▶ [What you need to do]:
Decide whether each statement below agrees with the text on SBI saving account interest rates, and back each yes or no with the deciding words quoted from the text.
1. After the May 1, 2019 change, SBI pays 3.5% interest on saving account balances under Rs 1 Lakh.
2. Before deregulation, banks could set any interest rate they wanted on saving accounts.
3. The interest rate on balances over Rs 1 Lakh is higher than the rate on smaller balances.
Selected excerpt Block Start
Banks in India have been very unfair about passing of interest rate change benefits to their customers. When the interest rate goes up, banks increase the interest rates on loans quickly but not so much for their deposits (like Fixed Deposits, etc). This can be solved to an extent if the loans and deposits both are linked to an external benchmark like Repo Rate. When there is any change in the benchmark the interest rates would be auto-adjusted. So SBI’s linking of Repo rate to saving account interest rate and some loans, it’s a step in right direction.
Also Read: 21 Hidden Charges in Saving Bank Account
SBI Saving Account Interest Rate:
After the change form May 1, 2019:
- SBI offers 3.5% interest on its saving account if the balance is less than Rs 1 Lakh.
- For balance of more than Rs 1 Lakh the saving account interest would be Repo Rate – 2.75%. As of date, the Repo rate is 6% and hence the interest would be 3.25%. This is lower than the small balance account.
This is first major change after the RBI had deregulated Saving account interest rates – which essentially meant that banks were free to set their interest rates. Before being deregulated every bank had to offer minimum interest of 4% on their saving account. At present most banks offer 3.5% on their regular saving account.
Selected excerpt Block End
Record extracts Block Start
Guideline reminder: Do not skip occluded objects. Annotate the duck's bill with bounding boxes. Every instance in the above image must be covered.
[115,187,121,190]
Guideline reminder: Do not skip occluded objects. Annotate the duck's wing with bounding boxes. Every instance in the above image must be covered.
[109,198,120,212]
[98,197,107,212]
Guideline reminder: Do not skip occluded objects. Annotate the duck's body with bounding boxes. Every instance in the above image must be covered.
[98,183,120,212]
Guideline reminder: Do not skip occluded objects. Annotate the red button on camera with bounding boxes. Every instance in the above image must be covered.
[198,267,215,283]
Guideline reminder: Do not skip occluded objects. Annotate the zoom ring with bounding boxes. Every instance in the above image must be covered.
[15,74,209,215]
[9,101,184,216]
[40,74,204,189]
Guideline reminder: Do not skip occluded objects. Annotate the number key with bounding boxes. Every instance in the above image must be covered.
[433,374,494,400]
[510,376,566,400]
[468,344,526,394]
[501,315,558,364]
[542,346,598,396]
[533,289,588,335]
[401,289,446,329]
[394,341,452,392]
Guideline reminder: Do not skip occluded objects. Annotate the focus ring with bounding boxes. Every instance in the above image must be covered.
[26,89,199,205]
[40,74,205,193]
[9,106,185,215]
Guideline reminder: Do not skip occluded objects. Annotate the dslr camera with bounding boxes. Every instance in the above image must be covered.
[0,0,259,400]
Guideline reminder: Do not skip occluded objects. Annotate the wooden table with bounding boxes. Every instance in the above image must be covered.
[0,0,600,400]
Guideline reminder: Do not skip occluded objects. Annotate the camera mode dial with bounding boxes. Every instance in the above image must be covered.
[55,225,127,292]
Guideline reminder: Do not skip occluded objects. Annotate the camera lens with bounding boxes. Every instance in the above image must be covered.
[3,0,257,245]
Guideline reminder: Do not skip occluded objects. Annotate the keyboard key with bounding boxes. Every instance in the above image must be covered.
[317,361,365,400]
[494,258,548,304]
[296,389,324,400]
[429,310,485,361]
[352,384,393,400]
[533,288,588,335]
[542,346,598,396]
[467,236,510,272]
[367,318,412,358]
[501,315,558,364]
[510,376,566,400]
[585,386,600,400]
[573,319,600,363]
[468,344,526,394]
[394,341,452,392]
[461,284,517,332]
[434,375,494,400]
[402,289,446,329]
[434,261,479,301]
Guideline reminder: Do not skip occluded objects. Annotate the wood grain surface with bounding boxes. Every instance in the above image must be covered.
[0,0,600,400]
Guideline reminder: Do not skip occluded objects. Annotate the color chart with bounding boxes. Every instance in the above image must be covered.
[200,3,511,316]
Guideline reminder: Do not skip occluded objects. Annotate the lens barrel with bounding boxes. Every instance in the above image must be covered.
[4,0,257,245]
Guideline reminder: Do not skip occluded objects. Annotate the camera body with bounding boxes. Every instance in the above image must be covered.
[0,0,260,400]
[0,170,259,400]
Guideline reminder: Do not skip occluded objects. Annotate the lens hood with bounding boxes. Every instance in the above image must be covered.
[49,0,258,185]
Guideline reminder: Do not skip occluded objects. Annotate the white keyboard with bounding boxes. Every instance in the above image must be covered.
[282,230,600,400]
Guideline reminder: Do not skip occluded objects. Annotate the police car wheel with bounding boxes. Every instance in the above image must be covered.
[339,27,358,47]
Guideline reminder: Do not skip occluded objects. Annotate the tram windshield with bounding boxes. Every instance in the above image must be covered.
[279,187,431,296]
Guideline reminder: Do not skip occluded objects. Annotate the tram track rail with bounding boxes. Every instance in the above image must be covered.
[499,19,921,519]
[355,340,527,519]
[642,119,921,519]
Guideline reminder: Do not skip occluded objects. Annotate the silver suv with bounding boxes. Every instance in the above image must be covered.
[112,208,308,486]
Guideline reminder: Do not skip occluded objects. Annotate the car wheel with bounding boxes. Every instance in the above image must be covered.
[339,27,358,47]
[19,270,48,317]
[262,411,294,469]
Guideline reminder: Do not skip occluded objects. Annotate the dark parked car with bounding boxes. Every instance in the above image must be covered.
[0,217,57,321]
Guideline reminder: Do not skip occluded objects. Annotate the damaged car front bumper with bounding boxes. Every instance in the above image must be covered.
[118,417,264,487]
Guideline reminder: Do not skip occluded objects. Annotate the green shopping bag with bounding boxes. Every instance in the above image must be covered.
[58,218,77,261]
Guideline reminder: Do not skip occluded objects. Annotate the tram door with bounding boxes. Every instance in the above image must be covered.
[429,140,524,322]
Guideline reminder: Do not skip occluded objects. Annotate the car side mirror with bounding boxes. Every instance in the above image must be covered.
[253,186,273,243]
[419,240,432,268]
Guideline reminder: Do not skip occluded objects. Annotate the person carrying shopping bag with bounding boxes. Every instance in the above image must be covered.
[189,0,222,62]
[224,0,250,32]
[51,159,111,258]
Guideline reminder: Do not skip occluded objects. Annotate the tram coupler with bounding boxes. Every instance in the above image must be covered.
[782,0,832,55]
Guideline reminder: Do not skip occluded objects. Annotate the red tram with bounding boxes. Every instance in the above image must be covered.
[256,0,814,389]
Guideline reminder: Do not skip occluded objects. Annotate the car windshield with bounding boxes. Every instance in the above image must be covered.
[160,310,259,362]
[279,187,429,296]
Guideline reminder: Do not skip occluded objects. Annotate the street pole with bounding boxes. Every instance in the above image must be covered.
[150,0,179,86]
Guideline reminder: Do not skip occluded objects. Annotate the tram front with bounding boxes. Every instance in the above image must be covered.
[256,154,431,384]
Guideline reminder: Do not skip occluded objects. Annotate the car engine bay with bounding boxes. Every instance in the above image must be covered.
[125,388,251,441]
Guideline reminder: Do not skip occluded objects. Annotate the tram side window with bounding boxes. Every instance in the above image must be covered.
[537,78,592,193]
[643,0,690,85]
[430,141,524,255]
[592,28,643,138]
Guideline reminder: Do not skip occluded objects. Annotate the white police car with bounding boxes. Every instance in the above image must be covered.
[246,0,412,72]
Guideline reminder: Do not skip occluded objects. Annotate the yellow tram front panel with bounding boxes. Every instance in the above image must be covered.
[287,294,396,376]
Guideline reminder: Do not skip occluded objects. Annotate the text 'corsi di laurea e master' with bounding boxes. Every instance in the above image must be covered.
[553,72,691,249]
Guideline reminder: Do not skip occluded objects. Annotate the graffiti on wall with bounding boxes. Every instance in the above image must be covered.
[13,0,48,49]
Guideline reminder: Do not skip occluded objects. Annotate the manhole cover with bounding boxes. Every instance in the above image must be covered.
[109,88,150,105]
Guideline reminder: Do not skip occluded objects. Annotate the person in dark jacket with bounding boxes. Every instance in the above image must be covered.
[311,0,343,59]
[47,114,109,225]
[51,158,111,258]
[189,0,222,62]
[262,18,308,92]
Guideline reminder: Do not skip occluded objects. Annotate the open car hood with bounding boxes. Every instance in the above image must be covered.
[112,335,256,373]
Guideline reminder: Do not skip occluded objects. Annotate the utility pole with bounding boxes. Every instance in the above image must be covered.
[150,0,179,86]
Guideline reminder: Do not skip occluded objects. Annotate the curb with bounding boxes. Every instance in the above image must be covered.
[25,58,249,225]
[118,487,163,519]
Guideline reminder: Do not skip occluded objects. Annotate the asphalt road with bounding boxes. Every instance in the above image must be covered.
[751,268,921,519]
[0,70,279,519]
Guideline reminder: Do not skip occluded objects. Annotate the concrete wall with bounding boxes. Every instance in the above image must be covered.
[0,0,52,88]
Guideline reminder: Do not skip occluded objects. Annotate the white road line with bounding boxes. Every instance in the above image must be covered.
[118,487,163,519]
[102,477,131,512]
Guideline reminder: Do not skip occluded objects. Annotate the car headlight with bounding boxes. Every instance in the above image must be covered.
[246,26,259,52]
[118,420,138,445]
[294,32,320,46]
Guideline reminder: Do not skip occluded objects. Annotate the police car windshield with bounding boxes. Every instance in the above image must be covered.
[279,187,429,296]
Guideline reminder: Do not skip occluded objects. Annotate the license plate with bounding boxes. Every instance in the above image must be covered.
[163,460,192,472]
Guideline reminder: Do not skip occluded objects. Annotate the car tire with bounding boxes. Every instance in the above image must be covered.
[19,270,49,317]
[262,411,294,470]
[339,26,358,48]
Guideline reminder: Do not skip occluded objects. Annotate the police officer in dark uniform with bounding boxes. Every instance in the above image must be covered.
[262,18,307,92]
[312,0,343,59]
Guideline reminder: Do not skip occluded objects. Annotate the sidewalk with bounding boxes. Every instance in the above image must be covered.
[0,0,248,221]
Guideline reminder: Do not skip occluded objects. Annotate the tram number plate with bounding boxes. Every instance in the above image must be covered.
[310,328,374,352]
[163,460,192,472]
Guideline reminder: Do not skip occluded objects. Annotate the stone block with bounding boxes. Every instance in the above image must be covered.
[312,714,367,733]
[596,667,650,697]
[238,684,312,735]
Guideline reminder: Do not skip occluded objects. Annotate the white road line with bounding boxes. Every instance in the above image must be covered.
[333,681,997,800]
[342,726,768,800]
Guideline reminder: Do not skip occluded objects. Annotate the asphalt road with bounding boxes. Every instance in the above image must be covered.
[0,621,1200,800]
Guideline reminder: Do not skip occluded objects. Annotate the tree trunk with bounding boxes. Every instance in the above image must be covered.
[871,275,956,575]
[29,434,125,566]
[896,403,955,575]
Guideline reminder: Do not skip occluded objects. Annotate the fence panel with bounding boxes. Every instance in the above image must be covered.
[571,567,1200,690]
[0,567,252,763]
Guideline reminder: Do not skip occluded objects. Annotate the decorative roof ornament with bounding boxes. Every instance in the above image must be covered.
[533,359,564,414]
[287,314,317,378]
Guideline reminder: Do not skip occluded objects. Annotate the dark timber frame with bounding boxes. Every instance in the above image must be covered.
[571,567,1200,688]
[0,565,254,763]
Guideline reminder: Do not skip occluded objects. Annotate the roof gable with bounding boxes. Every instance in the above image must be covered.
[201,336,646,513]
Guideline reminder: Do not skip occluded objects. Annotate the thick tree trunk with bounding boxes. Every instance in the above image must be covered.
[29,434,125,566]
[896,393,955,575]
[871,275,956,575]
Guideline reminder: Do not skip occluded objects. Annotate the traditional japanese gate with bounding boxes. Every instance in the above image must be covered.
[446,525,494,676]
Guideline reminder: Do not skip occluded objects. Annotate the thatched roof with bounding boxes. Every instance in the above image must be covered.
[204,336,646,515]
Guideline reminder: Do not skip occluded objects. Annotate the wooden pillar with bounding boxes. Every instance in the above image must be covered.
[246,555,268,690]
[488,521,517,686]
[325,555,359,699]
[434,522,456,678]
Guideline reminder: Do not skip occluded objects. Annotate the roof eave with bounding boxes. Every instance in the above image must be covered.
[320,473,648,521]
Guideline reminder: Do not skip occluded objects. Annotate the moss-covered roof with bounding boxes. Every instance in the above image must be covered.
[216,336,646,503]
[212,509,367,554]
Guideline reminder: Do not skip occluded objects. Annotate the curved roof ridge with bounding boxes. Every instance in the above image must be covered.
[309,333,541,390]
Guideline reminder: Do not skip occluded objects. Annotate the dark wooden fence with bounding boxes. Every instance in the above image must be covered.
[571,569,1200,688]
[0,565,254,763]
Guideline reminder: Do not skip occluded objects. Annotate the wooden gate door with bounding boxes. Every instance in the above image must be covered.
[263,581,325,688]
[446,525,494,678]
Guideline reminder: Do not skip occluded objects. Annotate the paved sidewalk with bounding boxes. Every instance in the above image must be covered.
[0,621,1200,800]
Record extracts Block End
▶ [Task solution]:
1. Yes: "SBI offers 3.5% interest on its saving account if the balance is less than Rs 1 Lakh."
2. No: "Before being deregulated every bank had to offer minimum interest of 4% on their saving account."
3. No: "This is lower than the small balance account."